Locate every line in the data below that contains the string "laptop" and copy each one in full. Match case exactly.

DATA FOR THE TASK:

-------

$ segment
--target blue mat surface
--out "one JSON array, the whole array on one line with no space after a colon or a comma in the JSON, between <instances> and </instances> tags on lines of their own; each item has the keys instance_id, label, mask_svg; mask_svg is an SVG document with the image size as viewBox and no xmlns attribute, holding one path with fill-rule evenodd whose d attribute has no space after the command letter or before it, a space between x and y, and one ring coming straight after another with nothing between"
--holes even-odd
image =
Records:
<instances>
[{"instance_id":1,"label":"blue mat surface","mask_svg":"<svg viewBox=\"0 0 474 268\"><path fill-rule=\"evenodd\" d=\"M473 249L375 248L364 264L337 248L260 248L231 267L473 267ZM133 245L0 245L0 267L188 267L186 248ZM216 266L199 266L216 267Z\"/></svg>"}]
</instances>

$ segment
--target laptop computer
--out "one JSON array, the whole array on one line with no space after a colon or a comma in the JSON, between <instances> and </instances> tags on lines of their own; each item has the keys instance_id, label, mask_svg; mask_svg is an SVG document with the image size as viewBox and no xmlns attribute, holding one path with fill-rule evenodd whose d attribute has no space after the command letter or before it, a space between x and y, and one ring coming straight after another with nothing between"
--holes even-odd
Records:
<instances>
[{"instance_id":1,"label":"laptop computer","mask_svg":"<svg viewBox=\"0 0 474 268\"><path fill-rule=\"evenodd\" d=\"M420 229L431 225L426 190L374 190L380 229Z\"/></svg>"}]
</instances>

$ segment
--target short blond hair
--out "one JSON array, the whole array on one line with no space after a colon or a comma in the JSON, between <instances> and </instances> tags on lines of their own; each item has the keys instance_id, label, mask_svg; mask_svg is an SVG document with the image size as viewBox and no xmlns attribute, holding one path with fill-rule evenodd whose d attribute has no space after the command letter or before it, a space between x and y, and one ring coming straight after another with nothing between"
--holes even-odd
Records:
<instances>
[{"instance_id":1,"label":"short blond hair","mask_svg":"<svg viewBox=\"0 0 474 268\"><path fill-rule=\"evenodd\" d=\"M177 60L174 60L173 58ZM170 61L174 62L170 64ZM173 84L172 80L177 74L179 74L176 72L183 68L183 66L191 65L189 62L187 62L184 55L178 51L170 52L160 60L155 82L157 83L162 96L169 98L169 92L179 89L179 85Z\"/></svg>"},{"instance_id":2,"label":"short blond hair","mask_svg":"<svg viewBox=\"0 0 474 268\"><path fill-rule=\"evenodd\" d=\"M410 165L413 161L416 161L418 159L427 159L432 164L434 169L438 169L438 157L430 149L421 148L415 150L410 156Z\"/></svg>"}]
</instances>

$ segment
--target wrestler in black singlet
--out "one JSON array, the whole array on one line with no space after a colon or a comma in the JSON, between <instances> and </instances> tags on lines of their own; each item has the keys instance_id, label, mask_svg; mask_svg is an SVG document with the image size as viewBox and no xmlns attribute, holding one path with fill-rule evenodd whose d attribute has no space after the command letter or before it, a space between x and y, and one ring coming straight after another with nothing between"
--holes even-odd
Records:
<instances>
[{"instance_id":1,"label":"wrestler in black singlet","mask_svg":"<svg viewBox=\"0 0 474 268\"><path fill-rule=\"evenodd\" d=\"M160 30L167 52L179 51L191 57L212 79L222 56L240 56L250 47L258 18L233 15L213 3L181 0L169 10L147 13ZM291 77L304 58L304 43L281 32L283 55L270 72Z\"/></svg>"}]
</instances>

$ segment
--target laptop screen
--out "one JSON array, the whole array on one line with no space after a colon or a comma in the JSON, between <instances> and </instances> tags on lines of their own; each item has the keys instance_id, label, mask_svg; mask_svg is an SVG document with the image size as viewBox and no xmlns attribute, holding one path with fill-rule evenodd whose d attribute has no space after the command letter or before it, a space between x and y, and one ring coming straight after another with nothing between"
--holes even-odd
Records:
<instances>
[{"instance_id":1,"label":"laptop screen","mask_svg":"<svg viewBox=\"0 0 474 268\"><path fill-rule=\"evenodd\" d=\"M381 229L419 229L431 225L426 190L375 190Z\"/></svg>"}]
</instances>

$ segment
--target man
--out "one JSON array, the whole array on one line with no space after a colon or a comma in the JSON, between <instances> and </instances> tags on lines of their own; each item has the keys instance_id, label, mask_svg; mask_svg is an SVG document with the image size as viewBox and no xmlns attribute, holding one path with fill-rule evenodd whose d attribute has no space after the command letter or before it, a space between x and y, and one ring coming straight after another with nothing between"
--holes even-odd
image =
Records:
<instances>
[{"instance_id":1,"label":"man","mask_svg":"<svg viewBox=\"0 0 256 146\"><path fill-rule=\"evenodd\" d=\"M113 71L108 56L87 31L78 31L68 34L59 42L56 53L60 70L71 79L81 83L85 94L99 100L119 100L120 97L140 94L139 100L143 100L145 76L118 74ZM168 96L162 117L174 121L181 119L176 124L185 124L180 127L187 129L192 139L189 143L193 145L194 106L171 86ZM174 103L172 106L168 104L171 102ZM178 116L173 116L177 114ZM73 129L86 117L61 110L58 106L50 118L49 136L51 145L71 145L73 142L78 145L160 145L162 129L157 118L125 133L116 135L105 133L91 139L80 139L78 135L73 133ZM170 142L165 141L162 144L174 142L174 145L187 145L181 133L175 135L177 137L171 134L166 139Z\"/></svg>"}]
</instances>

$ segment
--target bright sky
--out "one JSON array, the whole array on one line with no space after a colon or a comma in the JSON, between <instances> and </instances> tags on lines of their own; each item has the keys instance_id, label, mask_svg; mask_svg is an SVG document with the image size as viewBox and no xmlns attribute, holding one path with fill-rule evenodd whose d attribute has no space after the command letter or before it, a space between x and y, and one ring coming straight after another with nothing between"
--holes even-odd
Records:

-------

THE RESPONSE:
--target laptop computer
[{"instance_id":1,"label":"laptop computer","mask_svg":"<svg viewBox=\"0 0 474 268\"><path fill-rule=\"evenodd\" d=\"M420 229L431 225L426 190L374 190L380 229Z\"/></svg>"}]
--target laptop screen
[{"instance_id":1,"label":"laptop screen","mask_svg":"<svg viewBox=\"0 0 474 268\"><path fill-rule=\"evenodd\" d=\"M381 229L419 229L431 225L426 190L375 190Z\"/></svg>"}]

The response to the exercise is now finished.